▶ _Dataset rows showing where objects appear_:
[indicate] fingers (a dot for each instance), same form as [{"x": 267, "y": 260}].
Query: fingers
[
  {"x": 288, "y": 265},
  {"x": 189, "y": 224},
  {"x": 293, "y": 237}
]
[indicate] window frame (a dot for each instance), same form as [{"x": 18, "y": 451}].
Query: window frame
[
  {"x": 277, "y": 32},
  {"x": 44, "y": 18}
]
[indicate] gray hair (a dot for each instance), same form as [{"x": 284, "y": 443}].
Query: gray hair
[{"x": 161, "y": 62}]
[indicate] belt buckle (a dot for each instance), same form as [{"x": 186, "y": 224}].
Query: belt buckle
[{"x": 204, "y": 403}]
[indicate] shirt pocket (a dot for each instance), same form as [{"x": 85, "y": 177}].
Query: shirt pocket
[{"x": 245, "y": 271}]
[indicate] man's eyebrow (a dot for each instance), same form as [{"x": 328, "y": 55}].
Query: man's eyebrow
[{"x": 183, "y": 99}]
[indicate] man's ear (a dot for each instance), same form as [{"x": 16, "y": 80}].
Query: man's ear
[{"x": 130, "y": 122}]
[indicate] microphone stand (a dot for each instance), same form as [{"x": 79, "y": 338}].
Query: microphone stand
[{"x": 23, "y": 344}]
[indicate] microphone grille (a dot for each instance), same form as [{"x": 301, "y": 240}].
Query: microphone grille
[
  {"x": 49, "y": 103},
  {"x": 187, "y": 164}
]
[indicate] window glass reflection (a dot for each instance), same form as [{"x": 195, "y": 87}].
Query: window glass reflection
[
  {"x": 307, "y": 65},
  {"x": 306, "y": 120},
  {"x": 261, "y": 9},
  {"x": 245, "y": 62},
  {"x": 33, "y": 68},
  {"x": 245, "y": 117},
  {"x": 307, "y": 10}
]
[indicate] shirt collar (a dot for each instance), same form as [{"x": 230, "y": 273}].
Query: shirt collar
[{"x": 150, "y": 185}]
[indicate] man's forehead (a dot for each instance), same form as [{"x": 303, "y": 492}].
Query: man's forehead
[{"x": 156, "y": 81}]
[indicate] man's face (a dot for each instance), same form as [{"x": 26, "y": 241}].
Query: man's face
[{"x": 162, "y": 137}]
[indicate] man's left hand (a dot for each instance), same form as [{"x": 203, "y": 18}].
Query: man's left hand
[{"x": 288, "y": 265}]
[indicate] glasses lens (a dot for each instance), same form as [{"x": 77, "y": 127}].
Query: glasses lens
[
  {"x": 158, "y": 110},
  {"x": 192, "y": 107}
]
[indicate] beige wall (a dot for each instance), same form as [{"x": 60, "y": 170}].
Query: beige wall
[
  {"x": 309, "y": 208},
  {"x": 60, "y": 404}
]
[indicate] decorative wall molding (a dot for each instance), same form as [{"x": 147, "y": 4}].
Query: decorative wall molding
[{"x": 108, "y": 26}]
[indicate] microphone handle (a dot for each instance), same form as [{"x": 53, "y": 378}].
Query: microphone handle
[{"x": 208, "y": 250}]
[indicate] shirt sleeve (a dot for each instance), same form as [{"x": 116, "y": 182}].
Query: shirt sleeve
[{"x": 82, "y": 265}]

▶ _Exercise objective_:
Copy every line from the one containing "[indicate] shirt pocket" through the end of the entries, requests included, and offset each x and y coordinate in the answers by adding 85, leaving the coordinates in the requests' sample format unchanged.

▶ _Solution to this task_:
[indicate] shirt pocket (a dot for each instance), same form as [{"x": 85, "y": 177}].
Query: shirt pocket
[{"x": 330, "y": 356}]
[indicate] man's eyebrow (a dot for each instance), same form as [{"x": 328, "y": 55}].
Query: man's eyebrow
[{"x": 268, "y": 184}]
[indicate] man's ear (a dot for each instance), same form as [{"x": 16, "y": 80}].
Query: man's ear
[{"x": 215, "y": 207}]
[indicate] microphone stand (a dot for each instance), same form as [{"x": 79, "y": 338}].
Query: microphone stand
[{"x": 108, "y": 429}]
[indicate] microphone grille (a dot for each instance), same form as [{"x": 301, "y": 240}].
Query: microphone grille
[
  {"x": 134, "y": 188},
  {"x": 272, "y": 249}
]
[indicate] window glass reflection (a dot for each instance), same form as [{"x": 195, "y": 87}].
Query: window glass reflection
[
  {"x": 392, "y": 150},
  {"x": 391, "y": 205},
  {"x": 346, "y": 94},
  {"x": 330, "y": 147},
  {"x": 118, "y": 153},
  {"x": 330, "y": 202},
  {"x": 392, "y": 95}
]
[indicate] shirt collar (a dot for each instance), same form as [{"x": 230, "y": 273}].
Query: shirt collar
[{"x": 235, "y": 270}]
[indicate] man's forehead (a dot for each instance), same form as [{"x": 303, "y": 492}].
Query: man's forehead
[{"x": 241, "y": 166}]
[indicate] man's face (a dot for each instance), same form as [{"x": 26, "y": 241}].
Query: man's face
[{"x": 247, "y": 222}]
[indicate] man's left hand (a dot for each instance), same form as [{"x": 203, "y": 18}].
Query: man's left hand
[{"x": 373, "y": 350}]
[indicate] glasses lens (a dot for each instance), same form as [{"x": 77, "y": 127}].
Query: glasses lens
[
  {"x": 243, "y": 195},
  {"x": 277, "y": 192}
]
[indicate] beige wall (a dot for each instance), same form as [{"x": 60, "y": 170}].
Query: beige wall
[
  {"x": 394, "y": 293},
  {"x": 145, "y": 489}
]
[indicate] decorative wall molding (a dot for each instance), same form as [{"x": 147, "y": 4}].
Query: decorative wall molding
[{"x": 193, "y": 111}]
[indicate] microphone handle (a dot for each instance), same form as [{"x": 53, "y": 378}].
Query: microphone handle
[{"x": 293, "y": 335}]
[indicate] shirt sleeve (a dot for each instance), same form as [{"x": 116, "y": 182}].
Query: shirt sleeve
[{"x": 167, "y": 350}]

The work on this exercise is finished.